> **MATERIAL FOR THIS EXERCISE**:
"""

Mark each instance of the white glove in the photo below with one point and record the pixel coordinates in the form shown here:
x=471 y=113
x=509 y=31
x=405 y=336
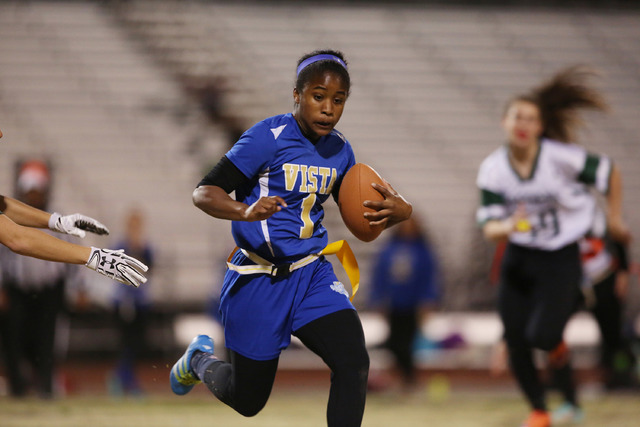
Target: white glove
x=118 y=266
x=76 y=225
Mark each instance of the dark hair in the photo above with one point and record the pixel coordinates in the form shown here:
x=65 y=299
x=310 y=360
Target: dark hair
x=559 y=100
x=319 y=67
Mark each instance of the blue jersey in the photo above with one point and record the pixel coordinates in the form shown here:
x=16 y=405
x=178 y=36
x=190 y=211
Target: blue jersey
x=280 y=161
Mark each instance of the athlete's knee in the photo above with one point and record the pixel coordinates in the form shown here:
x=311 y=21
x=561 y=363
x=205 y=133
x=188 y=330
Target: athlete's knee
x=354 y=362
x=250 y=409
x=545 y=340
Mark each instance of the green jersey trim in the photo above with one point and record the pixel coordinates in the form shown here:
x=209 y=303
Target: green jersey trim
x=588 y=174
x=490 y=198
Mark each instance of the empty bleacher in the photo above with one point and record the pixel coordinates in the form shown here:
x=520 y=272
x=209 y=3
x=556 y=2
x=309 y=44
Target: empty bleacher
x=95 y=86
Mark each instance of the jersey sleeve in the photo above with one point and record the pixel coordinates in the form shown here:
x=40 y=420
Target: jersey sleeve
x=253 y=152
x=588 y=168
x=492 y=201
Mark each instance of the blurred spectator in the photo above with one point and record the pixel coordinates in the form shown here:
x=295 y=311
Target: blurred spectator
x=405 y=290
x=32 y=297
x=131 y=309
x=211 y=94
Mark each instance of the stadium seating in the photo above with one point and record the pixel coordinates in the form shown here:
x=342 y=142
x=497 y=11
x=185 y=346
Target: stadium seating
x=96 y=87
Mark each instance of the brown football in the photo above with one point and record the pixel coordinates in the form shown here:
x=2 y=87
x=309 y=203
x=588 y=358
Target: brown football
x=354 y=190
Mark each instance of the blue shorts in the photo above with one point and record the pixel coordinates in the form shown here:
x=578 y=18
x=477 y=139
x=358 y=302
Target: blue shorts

"""

> **REQUIRED WORK**: Return all of the entries exactly as written, but drop any pictures they hold.

> **RESPONSE FOR THIS EXERCISE**:
Mark each instance of the white glove in the photo below with one point and record the pixel coordinates in the form shown here:
x=471 y=113
x=509 y=31
x=405 y=336
Target: white glove
x=118 y=266
x=76 y=225
Mark each instance of the dark hair in the photo above with one point and record the pixel coordinates in the form shown here:
x=65 y=299
x=310 y=360
Target: dark hair
x=559 y=100
x=319 y=67
Mark each instance of the blue jersey in the photo above with one point and record the pixel coordinates in the form shown here:
x=16 y=405
x=178 y=36
x=190 y=211
Target: blue jersey
x=280 y=161
Mark each instance of the athlete's knee in the photo above with one point and record the pixel coordinates in the form shown here:
x=311 y=21
x=561 y=363
x=205 y=133
x=188 y=330
Target: athlete's knee
x=354 y=362
x=250 y=409
x=545 y=340
Mark each instance of the green jersey trim in the photo above with one point and record the pixel coordinates in the form shown here:
x=209 y=303
Target: green jersey trim
x=588 y=174
x=490 y=198
Mark each instance of the empty bleacher in the photo above with one point and record the pixel coordinates in the form shown here:
x=520 y=272
x=209 y=3
x=556 y=2
x=309 y=44
Target: empty bleacher
x=95 y=86
Mark each instance of the jersey sleeve in the photo above with one point and record the pixel coordinates in the form shown here:
x=40 y=420
Target: jersey sleeve
x=253 y=152
x=588 y=168
x=492 y=201
Mark each instance of the blurred spectator in the photo above with one point and record the pixel coordinates in the form shown here:
x=295 y=311
Target: blurred spectator
x=405 y=290
x=32 y=297
x=131 y=309
x=211 y=94
Mark each instance of the stadium seating in the photo above with one point and record the pixel coordinates in the form shown here:
x=342 y=142
x=497 y=11
x=185 y=346
Target: stadium seating
x=96 y=87
Mark each instance of the brown football in the photo above with one point and record the pixel coordinates in the form shown here:
x=2 y=87
x=309 y=203
x=588 y=358
Target: brown football
x=354 y=190
Mark each instance of the blue shorts in the photo above with one point and record the pixel coordinates in the form shown here:
x=578 y=18
x=477 y=139
x=358 y=302
Target: blue shorts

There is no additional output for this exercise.